**提示文**
>>
アイドルの仕事を続けて、悪くないかなあと思い始めたこと。
今でもその仕事は面白いままなこと。
でも、仕事が積み重なって、自分は何一つ消化できないままでいること。
それがめんどくさいなあ、と思うこと。
面白いという気持ちとめんどくさいという気持ちを天秤にかけて、答えが出ないこと。

GRAD摩美々 「ザ・グレイテスト・エスケイプ」


プロデューサーもそれに答える。
真剣に向き合ってくれて、手放さないでいてくれてありがとう。
レッスンを無断欠席した件ははづきさんに一緒に謝りに行こう。
自分には摩美々がアイドルの仕事が好きになってくれたように見える。
今考えていることに答えが出ないなら、もっとシンプルでいいんじゃないか。

摩美々はどうしたい?



後日、GRADを勝ち上がった優勝アイドルに、プロデューサーが言う。
アイドルになってくれて、ありがとう」。

悪い子、いや、そのアイドルはクサイですねーと言いながらも、受け取っておきますと、笑った。



では………………
ありうべからざる今を見ろ』。

特殊敗北

これこれこれこれ、わかります?????

このコミュ、WING敗北と対称になっているコミュなんですよ。
WING敗北コミュでは、摩美々は頑張らなかったことを悔いている、けれど、GRAD特殊敗北では頑張ったのに結果が出せなかったことを悔しがるんですよ。

WING摩美々 敗退コミュ

真の意味でアイドルになったということが皮肉にも敗北で明かされる形になっていて、敗北コミュの中でもかなりのお気に入りになっています。



白瀬咲耶

モデルの頃の咲耶様に、戻って欲しいです

咲耶にとって見覚えのある封筒、その中のファンレターにはそう書かれていた。
<<
**提供データ**
>>
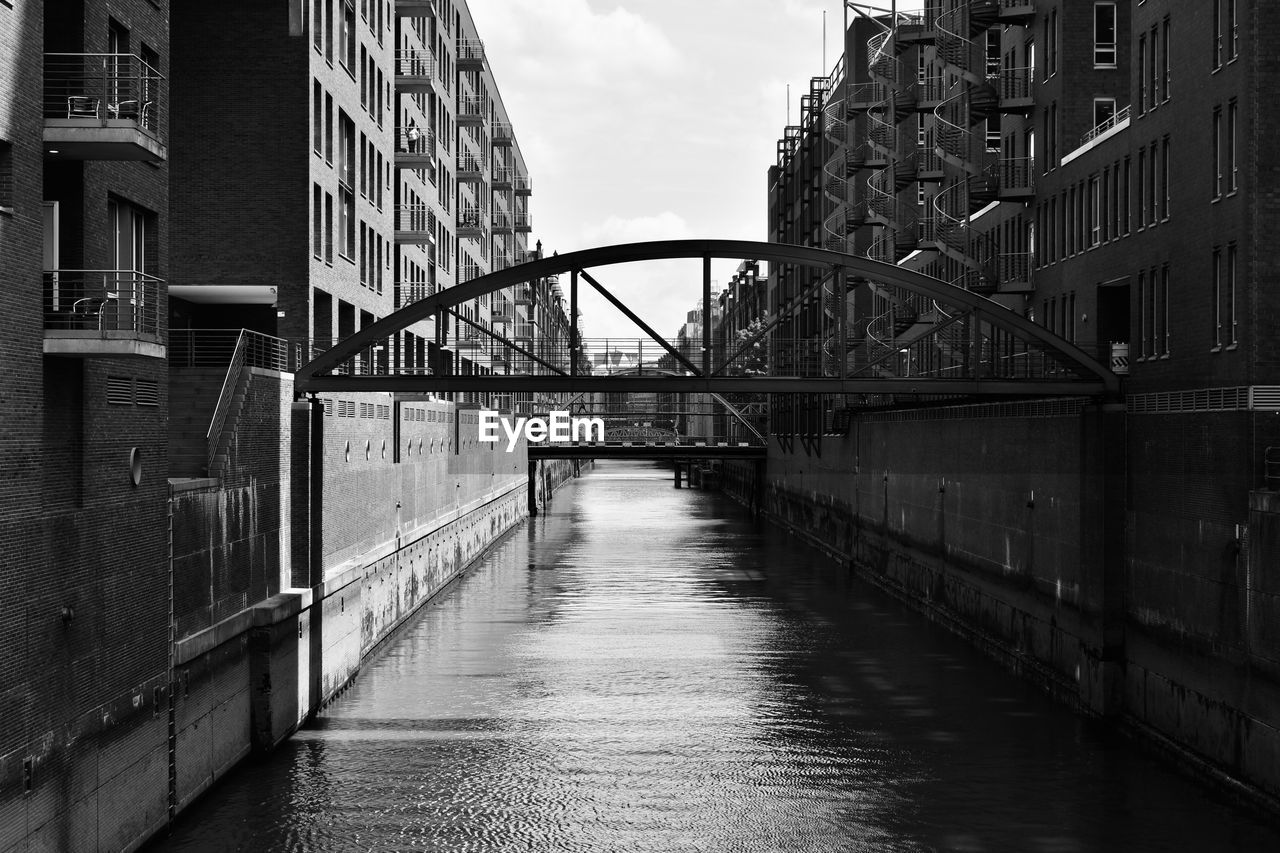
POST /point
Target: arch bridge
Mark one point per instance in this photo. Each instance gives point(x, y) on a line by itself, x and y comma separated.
point(837, 324)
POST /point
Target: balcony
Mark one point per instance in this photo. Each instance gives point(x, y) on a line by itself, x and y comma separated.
point(103, 106)
point(470, 54)
point(415, 226)
point(470, 169)
point(108, 313)
point(415, 8)
point(471, 224)
point(471, 110)
point(1014, 272)
point(415, 71)
point(502, 311)
point(415, 147)
point(1015, 179)
point(1015, 87)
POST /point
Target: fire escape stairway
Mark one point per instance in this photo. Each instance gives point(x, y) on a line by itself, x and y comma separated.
point(835, 185)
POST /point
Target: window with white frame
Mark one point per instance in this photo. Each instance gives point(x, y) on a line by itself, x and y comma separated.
point(1104, 35)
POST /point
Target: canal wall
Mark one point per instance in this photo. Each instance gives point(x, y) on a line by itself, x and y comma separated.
point(1123, 562)
point(333, 523)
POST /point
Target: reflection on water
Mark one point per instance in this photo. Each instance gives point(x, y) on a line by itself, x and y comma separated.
point(644, 669)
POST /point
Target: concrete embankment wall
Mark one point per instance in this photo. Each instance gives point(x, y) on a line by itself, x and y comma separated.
point(1037, 532)
point(296, 566)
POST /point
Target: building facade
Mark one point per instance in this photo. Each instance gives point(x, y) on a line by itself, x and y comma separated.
point(1106, 169)
point(85, 160)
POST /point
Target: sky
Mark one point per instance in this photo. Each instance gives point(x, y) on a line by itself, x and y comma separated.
point(652, 119)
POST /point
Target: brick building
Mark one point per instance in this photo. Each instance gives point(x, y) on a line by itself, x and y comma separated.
point(1107, 169)
point(83, 536)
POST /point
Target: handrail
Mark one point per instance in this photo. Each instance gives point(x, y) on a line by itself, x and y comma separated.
point(224, 398)
point(103, 300)
point(104, 89)
point(1120, 115)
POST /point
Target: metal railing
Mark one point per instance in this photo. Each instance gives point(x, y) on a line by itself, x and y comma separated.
point(1014, 83)
point(215, 349)
point(1120, 115)
point(103, 301)
point(1016, 173)
point(415, 218)
point(415, 140)
point(104, 90)
point(470, 50)
point(415, 63)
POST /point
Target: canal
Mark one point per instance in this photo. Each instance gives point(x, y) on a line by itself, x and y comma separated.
point(645, 669)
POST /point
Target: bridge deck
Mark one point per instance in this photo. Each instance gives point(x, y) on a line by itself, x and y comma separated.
point(643, 450)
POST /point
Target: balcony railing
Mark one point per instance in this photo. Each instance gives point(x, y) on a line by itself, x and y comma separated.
point(471, 110)
point(470, 51)
point(1119, 118)
point(216, 347)
point(414, 67)
point(415, 146)
point(415, 224)
point(87, 306)
point(109, 106)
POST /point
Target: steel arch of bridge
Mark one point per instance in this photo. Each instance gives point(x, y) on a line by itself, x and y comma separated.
point(1082, 374)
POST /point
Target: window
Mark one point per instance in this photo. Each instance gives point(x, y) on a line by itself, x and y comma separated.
point(1164, 60)
point(1142, 188)
point(1232, 167)
point(328, 229)
point(1162, 315)
point(1217, 151)
point(1164, 179)
point(348, 36)
point(318, 220)
point(1216, 309)
point(1142, 76)
point(347, 223)
point(1104, 35)
point(1233, 337)
point(1104, 110)
point(1217, 33)
point(328, 31)
point(316, 118)
point(1153, 64)
point(328, 127)
point(1143, 329)
point(5, 174)
point(346, 150)
point(1125, 210)
point(1233, 32)
point(1095, 210)
point(1051, 44)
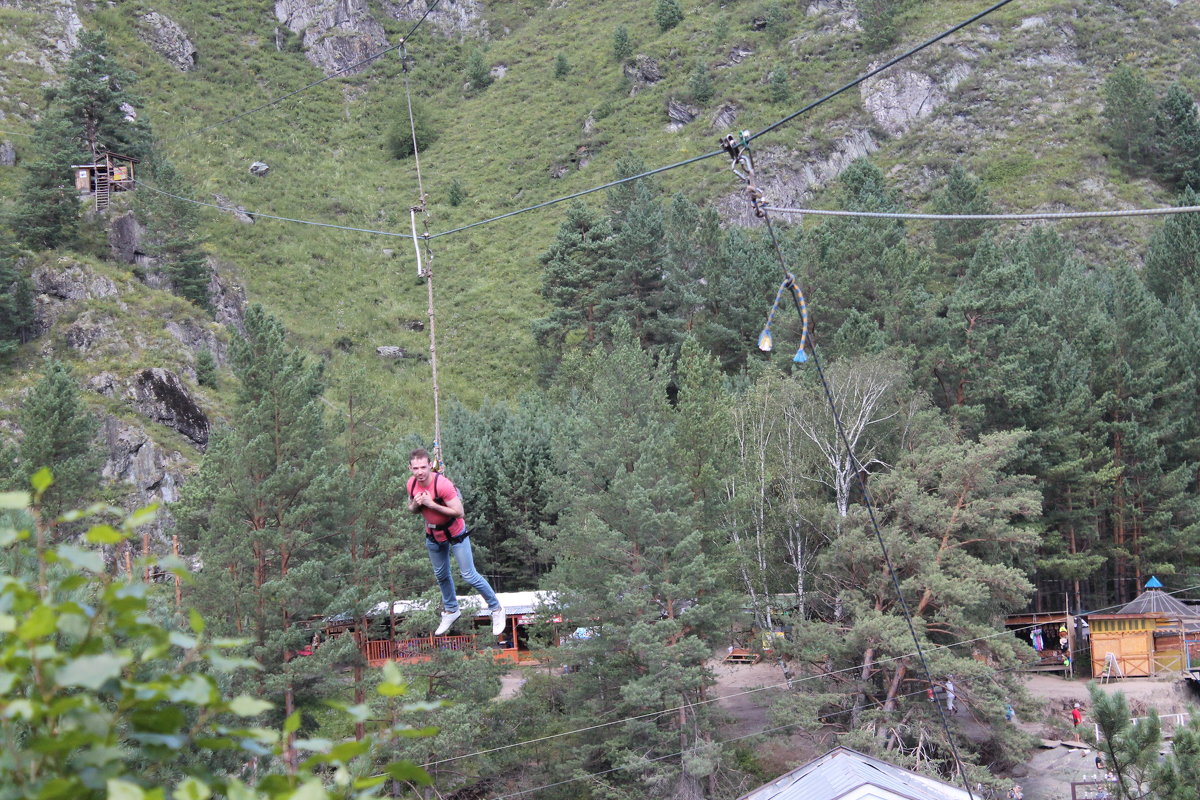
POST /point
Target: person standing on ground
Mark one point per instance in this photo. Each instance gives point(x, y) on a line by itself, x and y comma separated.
point(439, 503)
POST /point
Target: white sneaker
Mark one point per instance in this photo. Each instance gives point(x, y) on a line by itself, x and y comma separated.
<<
**課題文 1**
提供データの行を、先頭から「point(1015, 87)」を含む行まで、その行も含めて書き移せ。答え以外の行もそのまま残し、答えの座標の数値にはすべて -97 を加え、画像は出力に入れないこと。
**課題文 2**
コミュの感想を述べた提示文を、最後の文の後から書き継げ。

**正解 1**
POST /point
Target: arch bridge
Mark one point per instance in this photo. Each instance gives point(x, y) on a line by itself, x and y comma separated.
point(740, 227)
POST /point
Target: balcony
Mark one point per instance in this photo. Each instance gives point(x, y) on a line by itself, x and y comma separated.
point(6, 9)
point(373, -43)
point(318, 129)
point(373, 72)
point(11, 216)
point(318, -89)
point(374, 127)
point(374, 13)
point(917, 175)
point(318, -26)
point(405, 214)
point(318, 50)
point(918, 82)
point(918, -10)

**正解 2**
モデルからアイドルへの転身。
言い換えれば、「モデルとしての白瀬咲耶」を切り捨てる行為になる。
そして「モデルとしての白瀬咲耶」が好きだったファンのことも
ファンレターをきっかけに、そんなことに気づいてしまった。

GRAD咲耶 「過去/ 現在→未来」

誰も悲しまない道を歩みたい。
全ての人を喜ばせるにはどうすればいいか。
でも、もう後戻りなどできない。いや、できるはずもない。
アイドルを、アンティーカを、そしてアナタを知ってしまったから

アイドルになってからもらう言葉の種類が増えた。

かっこいい。
綺麗。
可愛い。
素敵。
面白い。

わがままだから、どれかだけ、なんて選べるわけもない、そう白瀬咲耶は言って、微笑んだ。
そして、
だから、私は、そのすべてに応える私でいたい
そんな綺麗事を真剣な顔で言ってのけた。

咲耶GRAD 「かつての私が望んだ先を歩く」


GRAD決勝戦を、他の誰よりかっこいいステージで、勝ち上がったアイドルは、かつてのファンに向けてこう願った。
偶然でも構わない、あの子がまた私を目にし、その時の私が彼女にとって望むものであったなら──
その時は、また──

咲耶GRAD 「ラブレター・ディア」



では………………
ありうべからざる今を見ろ』。

特殊敗北

これマジでぜひ回収してほしい。
つぶやくような、悔しさを噛み締めるようなボイスがマジでキュウウウウゥゥゥゥゥ〜〜〜〜〜〜〜〜って胸を締め付けるから

あと通常敗北とのセリフの違いにも注目したい。
通常敗北ではブロックの満足度が違う→会場のファンの数に違いがあり、そこがセリフの差として出ることが咲耶のみならず他のアイドルでも多い。

GRAD決勝敗北②(通常敗北)



三峰結華

自己評価の低さが彼女のいいところでもあり、そして悪癖でもあった。
うちの自慢のアイドル、三峰結華はなんでもできる。
その可能性を自ら閉ざしてほしくない、がゆえにプロデューサーは三峰とぶつかることを選ぶ。

結華GRADは三峰自身の自己評価とファンでありプロデューサーであるPの三峰への評価のすり合わせのストーリーだ。
意地悪な手法で三峰は自分を認めざるを得なくなってしまう。
プロデューサーの「大切なもの=三峰結華」をバカにしたくはないから

三峰GRAD 「いつか、私も大事にするから」

この一件でプロデューサーへの信頼はより大きなものとなる。
理想の三峰を、夢をファンに見せ続けたい。
最初のファンには特に。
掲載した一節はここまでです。